TASK REQUIREMENTS
Filter the records below down to every line that contains the word "using", copying each such line in full.

Region labeling records
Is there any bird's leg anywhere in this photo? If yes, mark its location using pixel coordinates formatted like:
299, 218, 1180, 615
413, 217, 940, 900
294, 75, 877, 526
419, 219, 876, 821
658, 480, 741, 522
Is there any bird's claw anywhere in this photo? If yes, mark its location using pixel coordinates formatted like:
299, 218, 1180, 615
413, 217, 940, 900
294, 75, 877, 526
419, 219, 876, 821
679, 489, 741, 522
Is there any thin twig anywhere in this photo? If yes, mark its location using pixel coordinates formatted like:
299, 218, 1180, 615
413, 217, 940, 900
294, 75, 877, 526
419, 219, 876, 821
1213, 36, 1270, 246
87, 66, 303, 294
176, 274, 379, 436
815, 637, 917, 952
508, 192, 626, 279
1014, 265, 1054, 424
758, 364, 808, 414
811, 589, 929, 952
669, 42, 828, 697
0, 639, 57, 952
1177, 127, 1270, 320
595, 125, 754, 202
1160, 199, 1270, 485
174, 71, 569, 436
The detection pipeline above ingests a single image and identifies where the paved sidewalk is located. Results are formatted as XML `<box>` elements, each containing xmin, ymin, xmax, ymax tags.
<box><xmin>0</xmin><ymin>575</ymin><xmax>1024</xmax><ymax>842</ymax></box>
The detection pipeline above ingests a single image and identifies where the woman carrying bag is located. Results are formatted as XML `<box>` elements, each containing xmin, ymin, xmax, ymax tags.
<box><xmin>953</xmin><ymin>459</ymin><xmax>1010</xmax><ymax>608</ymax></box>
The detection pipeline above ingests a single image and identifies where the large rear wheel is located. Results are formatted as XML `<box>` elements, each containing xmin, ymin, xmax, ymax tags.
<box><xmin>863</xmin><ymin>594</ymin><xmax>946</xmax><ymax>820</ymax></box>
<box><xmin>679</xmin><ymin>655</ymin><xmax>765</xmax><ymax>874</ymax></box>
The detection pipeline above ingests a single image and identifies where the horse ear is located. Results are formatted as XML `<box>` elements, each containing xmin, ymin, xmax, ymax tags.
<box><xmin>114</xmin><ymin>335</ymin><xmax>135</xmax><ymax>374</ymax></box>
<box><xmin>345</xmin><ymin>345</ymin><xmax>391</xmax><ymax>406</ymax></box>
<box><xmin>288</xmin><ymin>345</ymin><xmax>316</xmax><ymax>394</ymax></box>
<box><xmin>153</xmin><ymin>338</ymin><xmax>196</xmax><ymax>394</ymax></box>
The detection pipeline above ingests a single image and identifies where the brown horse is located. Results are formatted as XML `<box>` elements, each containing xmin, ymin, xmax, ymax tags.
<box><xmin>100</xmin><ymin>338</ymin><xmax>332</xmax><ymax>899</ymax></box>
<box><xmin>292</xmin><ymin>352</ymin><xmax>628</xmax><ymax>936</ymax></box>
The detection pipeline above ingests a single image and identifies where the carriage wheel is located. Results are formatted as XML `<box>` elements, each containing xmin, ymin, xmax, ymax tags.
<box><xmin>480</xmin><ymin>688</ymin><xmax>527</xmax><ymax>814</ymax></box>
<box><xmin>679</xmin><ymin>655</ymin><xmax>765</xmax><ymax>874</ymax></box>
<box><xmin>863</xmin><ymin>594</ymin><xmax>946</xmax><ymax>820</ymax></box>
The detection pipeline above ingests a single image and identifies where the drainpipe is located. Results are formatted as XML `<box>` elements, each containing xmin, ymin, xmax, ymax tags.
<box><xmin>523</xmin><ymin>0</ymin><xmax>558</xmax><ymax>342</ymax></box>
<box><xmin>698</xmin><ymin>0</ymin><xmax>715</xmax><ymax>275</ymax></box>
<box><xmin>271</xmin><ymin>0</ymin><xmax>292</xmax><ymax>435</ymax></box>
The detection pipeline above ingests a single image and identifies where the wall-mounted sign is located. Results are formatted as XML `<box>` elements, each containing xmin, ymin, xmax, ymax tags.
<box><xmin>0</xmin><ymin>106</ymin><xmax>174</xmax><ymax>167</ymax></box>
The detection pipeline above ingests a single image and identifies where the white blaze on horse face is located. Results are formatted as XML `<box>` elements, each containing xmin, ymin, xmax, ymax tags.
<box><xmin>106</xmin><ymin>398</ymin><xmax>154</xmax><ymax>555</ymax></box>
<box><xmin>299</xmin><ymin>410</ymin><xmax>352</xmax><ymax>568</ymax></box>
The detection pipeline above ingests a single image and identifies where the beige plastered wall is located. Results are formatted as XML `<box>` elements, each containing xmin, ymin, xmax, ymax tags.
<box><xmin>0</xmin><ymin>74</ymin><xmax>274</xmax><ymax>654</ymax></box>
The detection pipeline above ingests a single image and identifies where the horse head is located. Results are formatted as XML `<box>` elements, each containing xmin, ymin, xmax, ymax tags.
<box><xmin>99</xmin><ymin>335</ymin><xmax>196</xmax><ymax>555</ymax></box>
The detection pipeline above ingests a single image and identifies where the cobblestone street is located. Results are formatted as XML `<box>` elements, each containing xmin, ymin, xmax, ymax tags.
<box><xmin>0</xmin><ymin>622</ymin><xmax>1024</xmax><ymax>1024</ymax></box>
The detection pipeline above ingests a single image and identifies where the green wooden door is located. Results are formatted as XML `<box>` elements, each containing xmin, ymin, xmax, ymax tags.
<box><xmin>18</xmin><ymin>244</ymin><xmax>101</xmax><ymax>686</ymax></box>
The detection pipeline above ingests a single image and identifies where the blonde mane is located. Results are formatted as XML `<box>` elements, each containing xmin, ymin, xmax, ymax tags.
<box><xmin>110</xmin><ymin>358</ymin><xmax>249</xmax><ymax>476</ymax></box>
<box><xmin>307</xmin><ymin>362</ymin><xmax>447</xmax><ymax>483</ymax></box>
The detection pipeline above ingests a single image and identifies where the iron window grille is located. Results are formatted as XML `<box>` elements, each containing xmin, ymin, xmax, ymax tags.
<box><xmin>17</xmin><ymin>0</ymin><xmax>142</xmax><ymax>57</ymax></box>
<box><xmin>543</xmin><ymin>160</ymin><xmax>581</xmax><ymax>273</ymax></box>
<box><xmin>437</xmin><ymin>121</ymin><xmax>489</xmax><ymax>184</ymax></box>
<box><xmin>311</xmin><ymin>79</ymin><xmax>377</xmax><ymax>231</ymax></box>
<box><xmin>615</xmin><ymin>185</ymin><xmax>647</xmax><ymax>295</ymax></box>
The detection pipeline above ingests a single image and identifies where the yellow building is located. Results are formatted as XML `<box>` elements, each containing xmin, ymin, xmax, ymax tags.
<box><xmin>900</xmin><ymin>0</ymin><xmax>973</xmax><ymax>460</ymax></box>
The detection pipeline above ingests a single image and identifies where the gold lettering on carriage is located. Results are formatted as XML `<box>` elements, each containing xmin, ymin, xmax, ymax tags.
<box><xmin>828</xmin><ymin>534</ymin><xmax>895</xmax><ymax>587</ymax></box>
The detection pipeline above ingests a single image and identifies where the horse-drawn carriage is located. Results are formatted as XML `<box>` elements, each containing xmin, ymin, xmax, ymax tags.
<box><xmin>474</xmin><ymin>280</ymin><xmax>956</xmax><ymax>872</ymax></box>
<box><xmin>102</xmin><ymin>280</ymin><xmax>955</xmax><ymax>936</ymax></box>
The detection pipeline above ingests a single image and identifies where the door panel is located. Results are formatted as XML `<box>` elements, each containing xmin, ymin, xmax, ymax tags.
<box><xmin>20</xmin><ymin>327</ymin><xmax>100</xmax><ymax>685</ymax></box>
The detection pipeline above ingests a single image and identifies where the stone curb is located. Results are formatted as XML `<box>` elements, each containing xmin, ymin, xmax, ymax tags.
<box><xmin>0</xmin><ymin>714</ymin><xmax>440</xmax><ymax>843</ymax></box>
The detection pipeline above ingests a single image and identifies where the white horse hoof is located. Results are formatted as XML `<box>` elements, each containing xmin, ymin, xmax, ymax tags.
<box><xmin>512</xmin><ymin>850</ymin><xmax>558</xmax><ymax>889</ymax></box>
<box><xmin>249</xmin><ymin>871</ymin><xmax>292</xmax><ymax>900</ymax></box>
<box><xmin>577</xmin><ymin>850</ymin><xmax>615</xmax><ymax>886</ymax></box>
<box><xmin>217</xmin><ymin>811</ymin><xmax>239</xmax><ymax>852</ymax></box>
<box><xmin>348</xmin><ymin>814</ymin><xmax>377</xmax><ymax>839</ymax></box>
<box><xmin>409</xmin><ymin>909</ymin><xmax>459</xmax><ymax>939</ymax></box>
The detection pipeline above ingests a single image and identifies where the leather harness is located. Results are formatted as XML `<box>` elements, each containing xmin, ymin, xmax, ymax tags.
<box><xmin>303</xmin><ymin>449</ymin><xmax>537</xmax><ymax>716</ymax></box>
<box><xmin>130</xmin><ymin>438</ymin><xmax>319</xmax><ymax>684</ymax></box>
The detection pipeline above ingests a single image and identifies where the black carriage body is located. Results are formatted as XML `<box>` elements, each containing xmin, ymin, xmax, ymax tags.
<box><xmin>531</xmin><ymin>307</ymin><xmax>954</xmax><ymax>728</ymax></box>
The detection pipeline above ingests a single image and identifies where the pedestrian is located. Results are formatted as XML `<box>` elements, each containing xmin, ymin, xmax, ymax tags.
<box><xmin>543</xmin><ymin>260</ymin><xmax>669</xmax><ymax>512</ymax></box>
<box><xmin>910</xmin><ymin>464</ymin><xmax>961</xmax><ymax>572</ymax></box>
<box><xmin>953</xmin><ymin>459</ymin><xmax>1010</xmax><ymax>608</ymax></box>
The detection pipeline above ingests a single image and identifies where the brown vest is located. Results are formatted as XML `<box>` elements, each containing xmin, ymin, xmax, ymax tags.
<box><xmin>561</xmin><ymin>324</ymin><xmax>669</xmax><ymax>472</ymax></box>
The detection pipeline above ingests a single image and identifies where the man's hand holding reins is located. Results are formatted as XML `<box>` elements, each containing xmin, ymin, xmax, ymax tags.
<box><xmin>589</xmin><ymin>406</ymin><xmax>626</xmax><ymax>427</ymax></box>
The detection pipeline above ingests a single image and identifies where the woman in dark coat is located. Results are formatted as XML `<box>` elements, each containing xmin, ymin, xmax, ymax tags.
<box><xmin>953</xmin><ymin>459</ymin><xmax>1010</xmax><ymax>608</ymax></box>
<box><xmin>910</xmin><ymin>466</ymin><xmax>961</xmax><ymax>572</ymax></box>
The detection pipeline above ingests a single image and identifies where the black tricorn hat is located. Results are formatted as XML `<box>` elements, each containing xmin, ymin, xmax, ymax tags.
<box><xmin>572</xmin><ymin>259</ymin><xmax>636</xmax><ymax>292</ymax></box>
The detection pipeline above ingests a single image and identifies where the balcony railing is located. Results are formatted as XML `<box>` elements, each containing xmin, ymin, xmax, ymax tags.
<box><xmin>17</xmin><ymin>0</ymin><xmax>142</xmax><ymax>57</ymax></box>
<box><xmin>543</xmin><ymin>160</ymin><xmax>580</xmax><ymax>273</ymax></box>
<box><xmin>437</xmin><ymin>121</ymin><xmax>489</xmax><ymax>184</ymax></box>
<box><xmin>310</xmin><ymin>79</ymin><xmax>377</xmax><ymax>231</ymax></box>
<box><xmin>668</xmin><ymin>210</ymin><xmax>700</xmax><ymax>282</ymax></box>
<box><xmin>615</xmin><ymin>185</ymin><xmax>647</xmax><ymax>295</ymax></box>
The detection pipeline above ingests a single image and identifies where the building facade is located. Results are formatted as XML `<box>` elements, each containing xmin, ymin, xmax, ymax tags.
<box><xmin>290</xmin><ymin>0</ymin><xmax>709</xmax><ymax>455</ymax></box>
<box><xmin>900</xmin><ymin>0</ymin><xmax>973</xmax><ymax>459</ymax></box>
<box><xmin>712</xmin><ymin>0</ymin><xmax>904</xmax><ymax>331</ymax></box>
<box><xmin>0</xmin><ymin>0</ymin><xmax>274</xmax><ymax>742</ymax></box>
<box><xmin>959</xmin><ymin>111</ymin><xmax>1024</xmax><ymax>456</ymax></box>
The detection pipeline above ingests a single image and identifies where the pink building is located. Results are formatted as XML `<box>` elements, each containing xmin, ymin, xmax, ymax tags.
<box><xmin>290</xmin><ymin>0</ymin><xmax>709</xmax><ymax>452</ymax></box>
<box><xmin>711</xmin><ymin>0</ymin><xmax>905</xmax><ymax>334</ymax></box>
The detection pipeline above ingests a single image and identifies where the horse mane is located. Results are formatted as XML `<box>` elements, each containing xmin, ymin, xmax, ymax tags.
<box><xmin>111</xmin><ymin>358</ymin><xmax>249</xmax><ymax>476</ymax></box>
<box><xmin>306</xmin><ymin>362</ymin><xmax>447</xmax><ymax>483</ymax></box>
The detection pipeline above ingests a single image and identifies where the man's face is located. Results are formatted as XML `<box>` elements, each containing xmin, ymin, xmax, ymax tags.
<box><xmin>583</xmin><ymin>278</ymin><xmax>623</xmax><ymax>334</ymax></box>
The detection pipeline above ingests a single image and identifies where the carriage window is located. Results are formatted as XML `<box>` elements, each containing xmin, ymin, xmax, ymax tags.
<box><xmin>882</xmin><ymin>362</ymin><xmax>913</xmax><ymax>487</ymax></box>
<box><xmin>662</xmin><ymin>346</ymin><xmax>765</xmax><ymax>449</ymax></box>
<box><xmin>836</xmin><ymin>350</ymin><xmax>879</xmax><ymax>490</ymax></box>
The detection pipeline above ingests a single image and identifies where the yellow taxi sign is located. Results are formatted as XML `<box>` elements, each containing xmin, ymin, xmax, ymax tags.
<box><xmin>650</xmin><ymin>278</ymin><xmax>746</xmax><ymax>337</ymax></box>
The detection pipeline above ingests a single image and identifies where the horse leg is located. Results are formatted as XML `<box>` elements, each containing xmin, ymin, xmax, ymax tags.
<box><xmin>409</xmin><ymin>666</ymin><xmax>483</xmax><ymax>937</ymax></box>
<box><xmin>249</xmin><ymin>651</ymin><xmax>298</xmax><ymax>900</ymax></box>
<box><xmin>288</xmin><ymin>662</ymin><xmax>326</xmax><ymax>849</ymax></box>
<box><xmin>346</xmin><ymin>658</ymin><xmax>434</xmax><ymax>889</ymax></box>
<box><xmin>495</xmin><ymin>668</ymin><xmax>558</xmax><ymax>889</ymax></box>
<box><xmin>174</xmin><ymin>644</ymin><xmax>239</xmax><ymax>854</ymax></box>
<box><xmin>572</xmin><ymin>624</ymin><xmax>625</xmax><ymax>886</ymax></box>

RESULT OF THE EXERCISE
Is there any bird's leg anywhere in this photo? If yes, mark its location using pixel coordinates formatted like:
Is there any bird's claw anywhere in this photo? If yes, mark its location using pixel coordinates formatted like:
Is there any thin twig anywhere in this photo? If yes, mark its location using pixel coordinates formatted like:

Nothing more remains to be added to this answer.